___ PASSAGE GIVEN

As a FIFA Men’s World Cup consumer (and a still heartbroken USMNT fan), Lenovo’s impact on viewing is quite noticeable. FIFA’s official technology partner has stretched across so many aspects of the game, which we’ve covered previously.
But the feature that’s become a surprise star around this three-country football fiesta is the Referee View. It’s been an enjoyable progression for Tolga Kurtoglu, Lenovo’s chief technology officer, to watch the tech take over the replay experience served to viewers.
“I don’t know if you’ve noticed or not, but it was more sparingly used at the very beginning in the opening game,” Kurtoglu said. “And then we’ve gotten overwhelmingly positive feedback about the AI cam — the referee cam — and the replays and the fan enthusiasm around that.”
Making it possible is the use of AI to stabilize the view, which was a necessity to secure usable footage. As you can imagine, the raw version of the view is all over the place and choppy because the official is running and moving their head around to keep up with the action and track the ball.
And frankly, it does enhance the view: When Lionel Messi scored against Cabo Verde last week, a flick over the keeper, I found that the Referee View made me relish the quality of the goal even more.
Referee View is the culmination of multiple years’ worth of work. Lenovo and FIFA announced their deal in October 2024, and ideation started immediately after, Kurtoglu said. The ref cam, as my SBJ Tech colleague Joe Lemire wrote last year, was tested during last summer’s Club World Cup, along with the advanced semi-automated offside technology (SAOT) and other key products starring now.

______

## WHAT THIS EXERCISE ASKS
1/ Quote the passage about Lenovo's Referee View, starting with "Making it possible" and going on through "goal even more.".
2/ According to the passage about Lenovo's Referee View, when did Lenovo and FIFA announce their deal?
3/ Carry on with the passage about Lenovo's Referee View from its final sentence.

___ STORED ROWS

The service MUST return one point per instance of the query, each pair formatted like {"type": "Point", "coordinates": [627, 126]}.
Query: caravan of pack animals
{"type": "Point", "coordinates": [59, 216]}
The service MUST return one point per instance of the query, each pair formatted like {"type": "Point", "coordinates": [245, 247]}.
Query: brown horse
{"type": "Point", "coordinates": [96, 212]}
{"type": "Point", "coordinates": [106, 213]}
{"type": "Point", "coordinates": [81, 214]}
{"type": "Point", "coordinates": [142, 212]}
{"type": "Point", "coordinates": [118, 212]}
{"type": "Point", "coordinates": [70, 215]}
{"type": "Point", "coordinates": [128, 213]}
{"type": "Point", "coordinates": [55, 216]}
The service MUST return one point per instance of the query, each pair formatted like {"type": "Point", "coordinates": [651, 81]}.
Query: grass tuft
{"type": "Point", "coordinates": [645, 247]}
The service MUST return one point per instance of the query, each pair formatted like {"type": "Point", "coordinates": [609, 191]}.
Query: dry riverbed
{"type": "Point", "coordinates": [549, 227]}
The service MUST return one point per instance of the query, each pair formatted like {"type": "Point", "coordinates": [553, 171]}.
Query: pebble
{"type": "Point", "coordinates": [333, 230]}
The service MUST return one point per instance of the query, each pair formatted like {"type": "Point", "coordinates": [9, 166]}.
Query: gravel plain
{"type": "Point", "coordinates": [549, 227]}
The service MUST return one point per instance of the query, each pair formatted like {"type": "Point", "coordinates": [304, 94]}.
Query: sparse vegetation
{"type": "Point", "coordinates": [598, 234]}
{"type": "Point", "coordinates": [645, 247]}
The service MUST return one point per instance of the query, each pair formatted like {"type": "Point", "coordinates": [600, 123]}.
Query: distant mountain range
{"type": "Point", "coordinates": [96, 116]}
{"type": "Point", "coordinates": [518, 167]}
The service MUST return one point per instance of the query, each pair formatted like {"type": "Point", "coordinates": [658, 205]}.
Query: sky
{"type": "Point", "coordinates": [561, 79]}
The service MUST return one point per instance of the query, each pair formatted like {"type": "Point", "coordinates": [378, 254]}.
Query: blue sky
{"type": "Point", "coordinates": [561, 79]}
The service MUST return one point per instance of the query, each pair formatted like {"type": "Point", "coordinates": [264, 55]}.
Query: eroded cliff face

______

## RESULTS OF THE TASKS
1/
Making it possible is the use of AI to stabilize the view, which was a necessity to secure usable footage. As you can imagine, the raw version of the view is all over the place and choppy because the official is running and moving their head around to keep up with the action and track the ball.
And frankly, it does enhance the view: When Lionel Messi scored against Cabo Verde last week, a flick over the keeper, I found that the Referee View made me relish the quality of the goal even more.

2/ October 2024

3/
Kurtoglu said the growth of Referee View has come from agile deployment, where feedback is immediately pivoted into enhancements as the tech continues to grow and refine. And along with the entertainment value, Referee View has become an integrity boost around the game as well, Kurtoglu added.
“It’s actually access, transparency, trust and giving the fans an opportunity to see almost exactly the way that the referee views,” Kurtoglu said. “[It] speaks to the transparency and the trust-building of the technology.”
Nailing the messaging
Jeff Shafer can trace Lenovo’s World Cup aspiration to a Chinese restaurant in San Francisco.
The company’s chief commercial officer remembers sitting at a table with Lenovo CEO Yuanqing Yang, CFO Winston Cheng and VP/Global Corporate Communications Charlotte West over three years ago after an earnings call. The conversation shifted to the massive sporting events on the horizon for the U.S. (the 2026 World Cup, LA28, etc.).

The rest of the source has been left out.